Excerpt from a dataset
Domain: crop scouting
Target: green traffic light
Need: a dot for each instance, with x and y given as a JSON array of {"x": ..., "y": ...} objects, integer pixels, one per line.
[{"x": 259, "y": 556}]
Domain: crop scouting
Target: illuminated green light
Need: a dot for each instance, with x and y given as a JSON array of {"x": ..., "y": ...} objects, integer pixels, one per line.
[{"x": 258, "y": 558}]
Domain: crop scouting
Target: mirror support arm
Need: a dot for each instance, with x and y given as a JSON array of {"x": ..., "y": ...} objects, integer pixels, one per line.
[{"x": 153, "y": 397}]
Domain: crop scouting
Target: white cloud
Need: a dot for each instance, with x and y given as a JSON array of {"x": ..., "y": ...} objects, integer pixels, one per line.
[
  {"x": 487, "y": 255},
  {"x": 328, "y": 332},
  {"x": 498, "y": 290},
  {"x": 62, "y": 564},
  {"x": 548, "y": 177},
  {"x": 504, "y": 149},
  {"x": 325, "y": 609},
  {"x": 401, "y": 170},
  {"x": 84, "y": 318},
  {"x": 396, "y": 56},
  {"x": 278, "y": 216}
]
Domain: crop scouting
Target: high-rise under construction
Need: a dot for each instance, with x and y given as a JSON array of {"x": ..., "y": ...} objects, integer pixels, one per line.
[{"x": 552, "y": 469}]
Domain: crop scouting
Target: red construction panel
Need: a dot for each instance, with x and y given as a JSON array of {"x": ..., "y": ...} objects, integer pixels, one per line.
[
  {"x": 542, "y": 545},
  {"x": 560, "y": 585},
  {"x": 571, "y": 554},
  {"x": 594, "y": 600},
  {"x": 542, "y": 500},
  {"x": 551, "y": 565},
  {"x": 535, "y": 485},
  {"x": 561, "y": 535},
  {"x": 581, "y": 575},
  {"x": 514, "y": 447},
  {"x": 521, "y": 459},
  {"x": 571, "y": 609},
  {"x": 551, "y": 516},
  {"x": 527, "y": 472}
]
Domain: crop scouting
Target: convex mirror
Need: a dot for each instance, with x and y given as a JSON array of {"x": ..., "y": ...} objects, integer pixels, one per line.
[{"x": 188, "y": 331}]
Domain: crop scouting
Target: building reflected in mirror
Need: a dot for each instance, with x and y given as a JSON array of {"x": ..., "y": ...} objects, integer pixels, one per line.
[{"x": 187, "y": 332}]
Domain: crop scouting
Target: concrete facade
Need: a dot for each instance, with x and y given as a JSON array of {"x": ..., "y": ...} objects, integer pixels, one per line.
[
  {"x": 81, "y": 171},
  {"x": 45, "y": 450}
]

> [Requirement]:
Repeat the material above in full, exactly as it stands.

> [Reply]:
Domain: crop scouting
Target: green traffic light
Need: a dot for each instance, with x and y given as a JSON array of {"x": ..., "y": ...} objects, integer pixels, one per line.
[{"x": 259, "y": 556}]
Domain: crop scouting
Target: illuminated green light
Need: a dot for each instance, with x and y given as a JSON array of {"x": ..., "y": ...} objects, integer pixels, one per line.
[{"x": 258, "y": 558}]
Domain: crop scouting
Target: mirror support arm
Need: a dot for each instance, with x and y given as a JSON array of {"x": ..., "y": ...} objects, integer pixels, one per line.
[{"x": 153, "y": 397}]
Domain: crop scouting
Target: white cloud
Need: a dot for each instance, with x and y given as a JSON array of {"x": ..., "y": ...} objects, integer pixels, one per line.
[
  {"x": 487, "y": 255},
  {"x": 328, "y": 332},
  {"x": 498, "y": 290},
  {"x": 62, "y": 564},
  {"x": 548, "y": 177},
  {"x": 504, "y": 149},
  {"x": 325, "y": 609},
  {"x": 401, "y": 170},
  {"x": 84, "y": 318},
  {"x": 396, "y": 56},
  {"x": 278, "y": 216}
]
Domain: crop scouting
Target: high-rise under construction
Need: a dot for each instance, with x and y given as a JSON array of {"x": ..., "y": ...} objects, integer pixels, one per line.
[{"x": 552, "y": 469}]
Domain: crop scouting
Target: red construction panel
Need: a dot for each instance, with x and y given as a JSON array of {"x": ..., "y": ...} objects, integer pixels, one per line.
[
  {"x": 542, "y": 545},
  {"x": 560, "y": 585},
  {"x": 571, "y": 554},
  {"x": 594, "y": 600},
  {"x": 542, "y": 500},
  {"x": 551, "y": 565},
  {"x": 535, "y": 485},
  {"x": 561, "y": 535},
  {"x": 581, "y": 575},
  {"x": 514, "y": 447},
  {"x": 521, "y": 459},
  {"x": 571, "y": 609},
  {"x": 551, "y": 516},
  {"x": 527, "y": 472}
]
Domain: crop scouting
Target: convex mirror
Need: a dot for each instance, with x and y given as a JSON array of {"x": ..., "y": ...} objects, integer pixels, one per line.
[{"x": 188, "y": 331}]
Domain: crop scouting
Target: building reflected in mirror
Need: a dot for each instance, with x and y given as a JSON array of {"x": ..., "y": ...} objects, integer pixels, one per line.
[{"x": 187, "y": 332}]
Domain: crop scouting
Target: concrete facade
Need: a dot for each instance, with x and y given as a JSON array of {"x": ..., "y": ...} objects, integer pixels, one per line.
[
  {"x": 81, "y": 171},
  {"x": 45, "y": 450}
]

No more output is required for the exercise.